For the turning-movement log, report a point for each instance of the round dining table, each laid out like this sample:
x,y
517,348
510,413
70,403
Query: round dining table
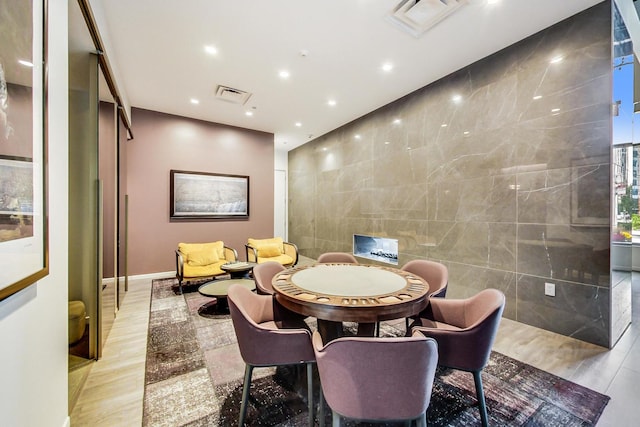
x,y
334,293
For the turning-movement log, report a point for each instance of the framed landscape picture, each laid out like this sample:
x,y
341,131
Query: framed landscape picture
x,y
23,180
208,196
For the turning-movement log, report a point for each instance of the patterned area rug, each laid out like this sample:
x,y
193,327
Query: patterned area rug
x,y
194,377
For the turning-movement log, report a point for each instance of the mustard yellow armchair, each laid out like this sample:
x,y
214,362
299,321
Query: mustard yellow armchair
x,y
195,261
274,249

◆ ◆ ◆

**Requirements:**
Can you copy the entire listing above word for word, with the picture left out of your answer?

**Response to this task:**
For the turning-movement log, report a point for each instance of the round dining table, each laid out like this sample:
x,y
517,348
510,413
70,403
Query: round dining table
x,y
334,293
For the turning-movement log, report a point for each instance of the framed landscape picture, each laid out like this sample:
x,y
341,131
Query: framed landscape picture
x,y
23,180
208,196
For the turning-movement log, report a point for each instance of the patterned area rug, each laid out like this sample:
x,y
193,327
Query: patterned area rug
x,y
194,377
For the turning-movement log, report a point for each instance of the mustard yellow armchair, each laid out like this sample:
x,y
214,362
299,321
Query: mustard yellow armchair
x,y
195,261
274,249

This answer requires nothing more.